Task instructions
All lines in the entries below that hold "point" make up the answer.

Collected data
------------------------------------

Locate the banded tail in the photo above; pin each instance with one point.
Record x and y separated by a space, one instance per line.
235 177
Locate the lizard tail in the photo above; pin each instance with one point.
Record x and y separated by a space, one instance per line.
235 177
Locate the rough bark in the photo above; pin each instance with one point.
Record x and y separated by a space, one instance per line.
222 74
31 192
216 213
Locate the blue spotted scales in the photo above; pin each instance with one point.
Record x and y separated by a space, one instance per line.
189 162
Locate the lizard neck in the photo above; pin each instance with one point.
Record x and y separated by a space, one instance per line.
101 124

------------------------------------

Exercise answer
Locate the banded tail in the photo above; pin each instance with one point.
Locate the lizard tail in the photo above; pin each instance with one point.
Locate the rough bark in the photo above; pin each instance with one point.
Locate the blue spotted scales in the photo above; pin each instance with one point.
Locate the lizard neck in the photo above; pin each instance with one point.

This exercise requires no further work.